[Photo-based referring expression data]
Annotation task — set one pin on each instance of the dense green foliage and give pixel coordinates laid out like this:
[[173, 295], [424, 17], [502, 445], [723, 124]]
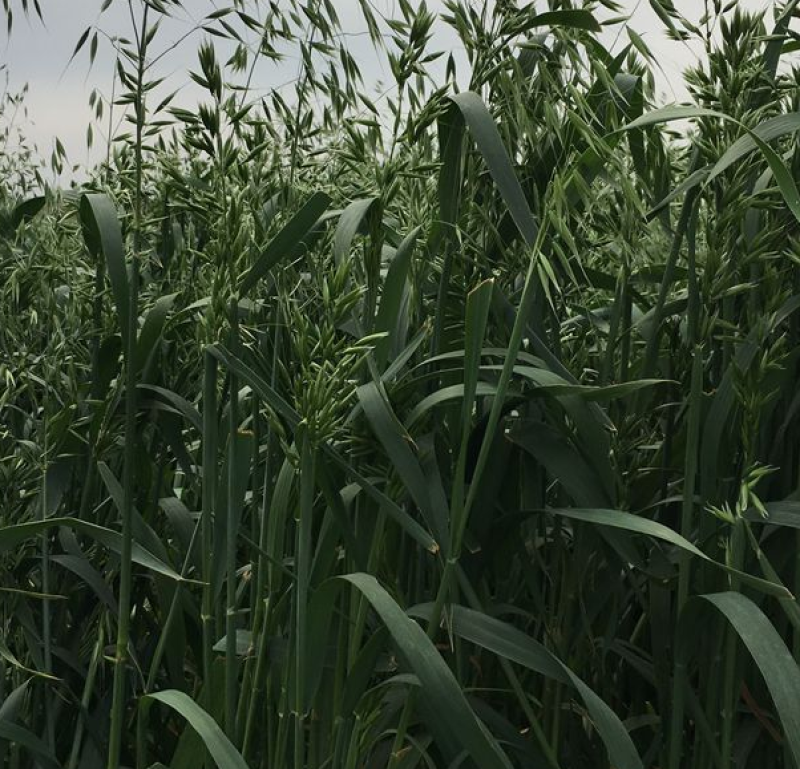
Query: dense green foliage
[[454, 429]]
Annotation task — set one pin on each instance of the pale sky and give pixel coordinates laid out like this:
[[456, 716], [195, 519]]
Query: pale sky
[[58, 95]]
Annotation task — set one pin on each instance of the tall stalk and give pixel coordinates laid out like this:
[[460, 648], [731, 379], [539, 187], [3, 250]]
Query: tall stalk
[[117, 728]]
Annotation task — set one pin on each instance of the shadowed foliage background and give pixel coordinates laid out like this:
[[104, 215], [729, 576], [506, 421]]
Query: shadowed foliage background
[[454, 430]]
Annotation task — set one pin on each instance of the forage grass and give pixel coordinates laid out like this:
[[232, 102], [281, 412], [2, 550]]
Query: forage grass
[[455, 421]]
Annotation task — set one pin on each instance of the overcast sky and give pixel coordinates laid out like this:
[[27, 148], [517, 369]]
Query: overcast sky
[[58, 95]]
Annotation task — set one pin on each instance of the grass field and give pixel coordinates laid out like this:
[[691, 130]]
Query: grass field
[[456, 428]]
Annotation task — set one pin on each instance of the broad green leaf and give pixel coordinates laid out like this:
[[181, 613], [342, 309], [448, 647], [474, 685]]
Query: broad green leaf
[[766, 647], [288, 244], [635, 523], [573, 19], [397, 444], [349, 223], [218, 745], [12, 537], [152, 329], [19, 735], [450, 717], [512, 644], [487, 138], [103, 236]]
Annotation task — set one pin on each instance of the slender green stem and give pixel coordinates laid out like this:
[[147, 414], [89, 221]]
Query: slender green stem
[[129, 466]]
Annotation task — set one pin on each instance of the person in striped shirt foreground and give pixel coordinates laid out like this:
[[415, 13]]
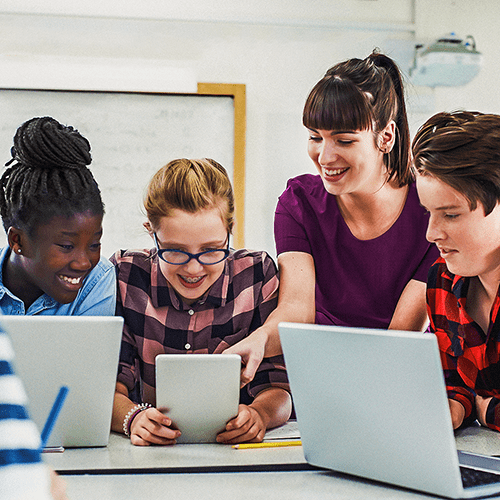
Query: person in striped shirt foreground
[[22, 472], [457, 157], [193, 294]]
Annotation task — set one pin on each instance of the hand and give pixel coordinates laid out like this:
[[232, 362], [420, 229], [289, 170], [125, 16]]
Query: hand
[[57, 486], [247, 426], [251, 349], [151, 426], [481, 407], [457, 411]]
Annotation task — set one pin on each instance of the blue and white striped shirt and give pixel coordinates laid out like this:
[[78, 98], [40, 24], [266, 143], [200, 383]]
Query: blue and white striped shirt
[[22, 472]]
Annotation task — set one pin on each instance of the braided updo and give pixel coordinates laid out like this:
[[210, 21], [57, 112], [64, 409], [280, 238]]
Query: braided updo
[[47, 176]]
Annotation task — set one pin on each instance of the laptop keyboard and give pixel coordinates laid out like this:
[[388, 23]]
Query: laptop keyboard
[[473, 477]]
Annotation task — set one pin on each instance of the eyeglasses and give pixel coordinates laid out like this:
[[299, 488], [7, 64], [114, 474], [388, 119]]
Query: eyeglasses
[[179, 257]]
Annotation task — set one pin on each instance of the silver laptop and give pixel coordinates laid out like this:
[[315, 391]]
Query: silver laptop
[[373, 403], [200, 391], [80, 352]]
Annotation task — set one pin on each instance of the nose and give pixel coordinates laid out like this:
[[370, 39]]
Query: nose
[[327, 152], [434, 231], [193, 267], [82, 261]]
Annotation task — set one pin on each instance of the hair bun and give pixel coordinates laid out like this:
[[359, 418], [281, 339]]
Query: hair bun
[[46, 144]]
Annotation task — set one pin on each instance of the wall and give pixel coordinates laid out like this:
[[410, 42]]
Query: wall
[[277, 49]]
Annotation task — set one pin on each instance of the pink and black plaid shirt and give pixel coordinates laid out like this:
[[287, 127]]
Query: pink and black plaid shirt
[[157, 321]]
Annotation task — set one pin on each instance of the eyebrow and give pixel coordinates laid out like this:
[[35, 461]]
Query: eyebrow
[[72, 234], [444, 207], [205, 244], [335, 132]]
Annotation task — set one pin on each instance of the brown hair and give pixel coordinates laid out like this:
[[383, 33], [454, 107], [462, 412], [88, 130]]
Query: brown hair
[[189, 185], [462, 149], [364, 94]]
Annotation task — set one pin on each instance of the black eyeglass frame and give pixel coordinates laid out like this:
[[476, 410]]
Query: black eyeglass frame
[[189, 256]]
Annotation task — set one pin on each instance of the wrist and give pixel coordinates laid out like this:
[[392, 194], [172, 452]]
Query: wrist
[[130, 416]]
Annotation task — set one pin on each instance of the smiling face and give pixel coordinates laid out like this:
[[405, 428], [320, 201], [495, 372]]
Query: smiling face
[[193, 233], [350, 161], [468, 240], [56, 259]]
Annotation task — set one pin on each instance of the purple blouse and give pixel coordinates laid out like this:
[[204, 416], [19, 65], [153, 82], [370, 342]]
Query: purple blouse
[[358, 282]]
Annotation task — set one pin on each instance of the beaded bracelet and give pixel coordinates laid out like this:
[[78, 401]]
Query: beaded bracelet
[[127, 421]]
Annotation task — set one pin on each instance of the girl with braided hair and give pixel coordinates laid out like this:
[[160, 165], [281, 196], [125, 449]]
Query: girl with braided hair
[[351, 241], [52, 212]]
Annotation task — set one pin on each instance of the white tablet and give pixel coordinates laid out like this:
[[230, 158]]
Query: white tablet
[[201, 392]]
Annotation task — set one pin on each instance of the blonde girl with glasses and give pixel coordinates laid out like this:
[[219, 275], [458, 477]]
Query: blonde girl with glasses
[[191, 293]]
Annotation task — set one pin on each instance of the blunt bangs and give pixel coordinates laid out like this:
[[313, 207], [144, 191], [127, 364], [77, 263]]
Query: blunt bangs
[[337, 104]]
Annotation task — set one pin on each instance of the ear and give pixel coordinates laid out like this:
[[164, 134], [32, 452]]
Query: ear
[[149, 229], [16, 239], [387, 137]]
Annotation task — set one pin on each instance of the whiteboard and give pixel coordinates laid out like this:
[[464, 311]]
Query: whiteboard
[[132, 135]]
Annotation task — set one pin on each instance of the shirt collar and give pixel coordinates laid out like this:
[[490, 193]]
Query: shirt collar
[[459, 284]]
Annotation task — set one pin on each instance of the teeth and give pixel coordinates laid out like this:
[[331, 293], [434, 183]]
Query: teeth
[[336, 171], [192, 280], [73, 281]]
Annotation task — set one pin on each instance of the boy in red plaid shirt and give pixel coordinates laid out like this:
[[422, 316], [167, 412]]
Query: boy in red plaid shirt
[[457, 157]]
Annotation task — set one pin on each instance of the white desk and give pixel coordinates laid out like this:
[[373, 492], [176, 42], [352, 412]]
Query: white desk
[[233, 486], [121, 457], [212, 471]]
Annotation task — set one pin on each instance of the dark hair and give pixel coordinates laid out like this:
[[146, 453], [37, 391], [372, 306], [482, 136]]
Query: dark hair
[[47, 176], [462, 149], [364, 94]]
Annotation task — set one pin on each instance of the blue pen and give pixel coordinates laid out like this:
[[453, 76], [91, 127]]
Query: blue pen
[[54, 413]]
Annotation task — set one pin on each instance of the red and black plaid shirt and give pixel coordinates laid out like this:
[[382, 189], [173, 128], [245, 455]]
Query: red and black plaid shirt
[[470, 356], [157, 321]]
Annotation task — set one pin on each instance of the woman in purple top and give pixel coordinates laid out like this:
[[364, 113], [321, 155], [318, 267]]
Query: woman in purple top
[[351, 241]]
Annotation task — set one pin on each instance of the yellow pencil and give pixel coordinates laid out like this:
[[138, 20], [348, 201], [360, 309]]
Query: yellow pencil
[[270, 444]]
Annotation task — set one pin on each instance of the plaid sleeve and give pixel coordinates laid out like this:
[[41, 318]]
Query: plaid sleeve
[[127, 373], [271, 372], [493, 414], [444, 322]]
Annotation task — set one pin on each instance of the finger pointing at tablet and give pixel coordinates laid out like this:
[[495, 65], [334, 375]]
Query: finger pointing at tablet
[[152, 427]]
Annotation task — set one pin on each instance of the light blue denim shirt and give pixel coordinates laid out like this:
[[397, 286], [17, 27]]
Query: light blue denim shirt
[[97, 297]]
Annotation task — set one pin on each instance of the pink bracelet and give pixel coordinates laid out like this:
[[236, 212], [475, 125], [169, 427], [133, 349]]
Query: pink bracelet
[[127, 421]]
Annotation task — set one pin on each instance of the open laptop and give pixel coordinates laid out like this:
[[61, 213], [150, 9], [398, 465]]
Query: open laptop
[[200, 391], [373, 403], [80, 352]]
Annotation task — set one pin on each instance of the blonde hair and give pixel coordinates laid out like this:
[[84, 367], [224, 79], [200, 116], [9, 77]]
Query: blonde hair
[[189, 185]]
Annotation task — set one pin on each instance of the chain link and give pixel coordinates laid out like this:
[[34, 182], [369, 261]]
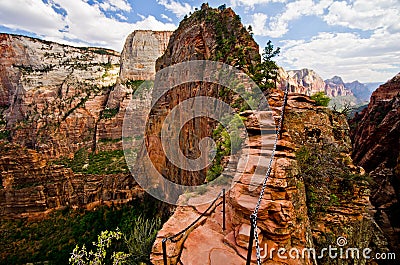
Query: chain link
[[253, 217]]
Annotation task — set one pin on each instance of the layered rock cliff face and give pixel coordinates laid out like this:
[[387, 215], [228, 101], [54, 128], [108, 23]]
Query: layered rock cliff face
[[308, 82], [141, 50], [67, 104], [301, 208], [313, 196], [54, 93], [32, 187], [376, 143], [336, 87], [209, 34]]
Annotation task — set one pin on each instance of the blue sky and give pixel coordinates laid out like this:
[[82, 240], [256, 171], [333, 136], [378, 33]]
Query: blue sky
[[355, 39]]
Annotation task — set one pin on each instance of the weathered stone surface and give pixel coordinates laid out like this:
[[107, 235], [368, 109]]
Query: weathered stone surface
[[283, 218], [336, 87], [308, 82], [376, 145], [57, 99], [32, 187], [197, 38], [141, 50]]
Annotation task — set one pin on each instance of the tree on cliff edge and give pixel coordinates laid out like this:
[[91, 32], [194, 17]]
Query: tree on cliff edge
[[266, 72]]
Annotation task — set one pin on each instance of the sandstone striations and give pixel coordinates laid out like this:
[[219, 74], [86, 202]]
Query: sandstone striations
[[314, 194], [142, 48], [32, 187], [209, 34], [376, 143], [67, 104], [297, 210], [308, 82]]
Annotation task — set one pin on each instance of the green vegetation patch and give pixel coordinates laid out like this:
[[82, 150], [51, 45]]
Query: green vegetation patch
[[109, 113], [228, 141], [328, 178], [321, 99], [54, 238]]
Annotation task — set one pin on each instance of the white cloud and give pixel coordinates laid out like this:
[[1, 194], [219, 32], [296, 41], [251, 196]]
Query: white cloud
[[31, 16], [179, 9], [278, 25], [116, 5], [83, 24], [365, 14], [345, 54], [121, 17], [252, 3]]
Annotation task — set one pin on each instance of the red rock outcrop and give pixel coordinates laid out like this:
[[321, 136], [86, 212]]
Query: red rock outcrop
[[308, 82], [376, 143], [336, 87], [142, 48], [209, 34], [56, 100], [32, 187], [284, 218]]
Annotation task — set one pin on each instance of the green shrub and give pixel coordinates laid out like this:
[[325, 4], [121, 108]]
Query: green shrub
[[139, 240], [321, 99]]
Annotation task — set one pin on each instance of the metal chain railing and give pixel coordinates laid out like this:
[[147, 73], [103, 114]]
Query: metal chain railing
[[175, 238], [253, 216]]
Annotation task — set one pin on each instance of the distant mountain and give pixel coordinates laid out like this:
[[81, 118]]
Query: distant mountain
[[360, 90], [373, 86], [335, 87]]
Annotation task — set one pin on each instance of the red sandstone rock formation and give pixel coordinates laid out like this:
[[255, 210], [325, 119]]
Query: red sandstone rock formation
[[376, 144]]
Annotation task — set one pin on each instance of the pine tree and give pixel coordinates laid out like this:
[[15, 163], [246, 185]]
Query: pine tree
[[266, 72]]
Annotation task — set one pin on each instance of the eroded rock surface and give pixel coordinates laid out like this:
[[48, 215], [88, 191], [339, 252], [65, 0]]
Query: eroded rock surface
[[376, 143]]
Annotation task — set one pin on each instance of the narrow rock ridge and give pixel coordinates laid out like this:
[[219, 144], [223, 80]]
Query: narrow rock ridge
[[283, 219], [376, 144]]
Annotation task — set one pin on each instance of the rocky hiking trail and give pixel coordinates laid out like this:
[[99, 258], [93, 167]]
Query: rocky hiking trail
[[207, 241]]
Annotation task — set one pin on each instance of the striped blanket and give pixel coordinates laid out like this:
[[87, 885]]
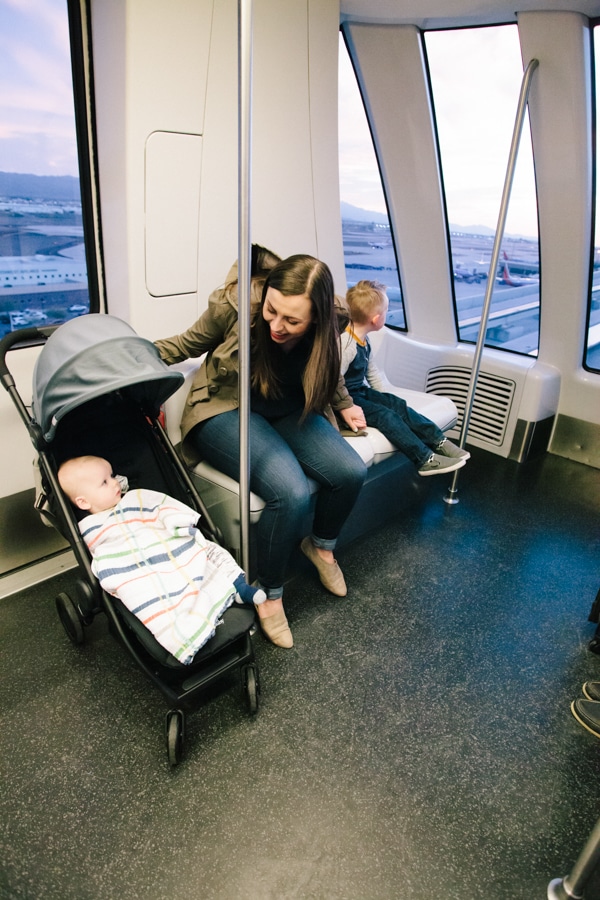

PROBLEM:
Only the lines above starting with the one with "[[78, 98], [40, 24], [266, 143], [200, 383]]" and going through the one with "[[410, 42]]" are to be copied, word for word and with both ends kept.

RESPONSE AREA:
[[78, 98], [40, 24], [266, 143], [200, 383]]
Query: blue and white striped shirt
[[22, 472]]
Annotation task — set one pin on each instance of the braided updo and give pixel coordinates laid out like this:
[[210, 21], [57, 112], [64, 409], [280, 238]]
Query: braided updo
[[47, 176]]
Annotation task — set one pin on each instance of the laptop keyboard and give pixel coordinates laid out like this:
[[388, 23]]
Query: laptop keyboard
[[473, 477]]
Annotation task — set one pin on each instance of the eyeglasses and give pixel coordinates laid out like this:
[[299, 488], [7, 64], [114, 474], [388, 119]]
Query: eyeglasses
[[179, 257]]
Annotation task — set one pin on each instance of the silver laptop and give pixel coordinates laid out like this:
[[315, 391]]
Query: silver laptop
[[373, 403], [200, 391], [80, 352]]
Annotation task — set one pin on each instance of the nose and give pixel coordinates laid out like this:
[[370, 39]]
Query: nose
[[327, 152], [434, 231], [193, 267], [82, 261]]
Annotation task — set one pin on each instance of the hair bun and give pixel coordinates laid out like this:
[[359, 418], [281, 339]]
Query: hair bun
[[46, 144]]
Annotation task — set one pin on each instance of the wall and give pixel coordinates laid out like this:
[[410, 42]]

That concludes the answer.